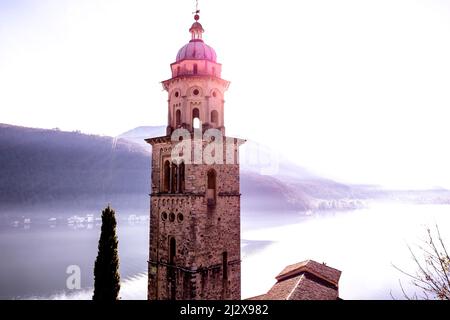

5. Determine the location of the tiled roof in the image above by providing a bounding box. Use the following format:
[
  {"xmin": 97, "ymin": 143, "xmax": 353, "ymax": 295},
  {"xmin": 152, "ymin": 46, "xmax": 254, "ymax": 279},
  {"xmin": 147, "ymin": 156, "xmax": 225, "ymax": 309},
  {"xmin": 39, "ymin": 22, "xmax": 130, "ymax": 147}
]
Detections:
[
  {"xmin": 276, "ymin": 260, "xmax": 341, "ymax": 286},
  {"xmin": 249, "ymin": 260, "xmax": 341, "ymax": 300}
]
•••
→ **SHORT EXERCISE**:
Switch "tiled roof" to "solar panel" everywhere in the material and write the material out again with nothing else changed. Leave the pictures out.

→ **WRITTEN REPLY**:
5. Determine the location of the solar panel in the image above by providing a bounding box. Use the following format:
[
  {"xmin": 97, "ymin": 143, "xmax": 353, "ymax": 295},
  {"xmin": 152, "ymin": 46, "xmax": 254, "ymax": 279},
  {"xmin": 147, "ymin": 156, "xmax": 225, "ymax": 309},
  {"xmin": 39, "ymin": 22, "xmax": 130, "ymax": 147}
]
Detections:
[
  {"xmin": 276, "ymin": 260, "xmax": 341, "ymax": 286},
  {"xmin": 249, "ymin": 260, "xmax": 341, "ymax": 300}
]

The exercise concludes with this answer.